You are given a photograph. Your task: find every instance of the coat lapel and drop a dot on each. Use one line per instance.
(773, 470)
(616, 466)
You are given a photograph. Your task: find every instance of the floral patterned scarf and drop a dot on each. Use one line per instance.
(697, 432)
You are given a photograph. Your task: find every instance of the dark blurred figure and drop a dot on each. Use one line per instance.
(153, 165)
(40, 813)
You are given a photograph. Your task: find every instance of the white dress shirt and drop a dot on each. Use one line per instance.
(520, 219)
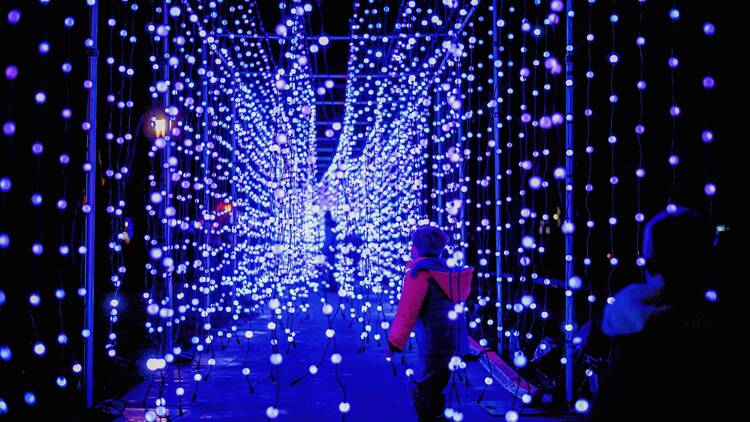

**What is being asked**
The listing above must be printed again exactly, minus its pictures.

**Solution for this problem**
You are given a photograph. Your task: find every instance of the coat lapel and drop a dot on each. Use one line per instance.
(773, 470)
(616, 466)
You are given a photograph. Your task: find every instance of the floral patterned scarf and drop a dot on each. Use one line per instance.
(697, 432)
You are given a photograph. Your task: find every instance of the dark blurred figure and drop a dot on each. Use one line per instance.
(153, 165)
(40, 813)
You are given a photograph. Your task: find every instance of the white dress shirt and drop a dot on each. Use one line per instance.
(520, 219)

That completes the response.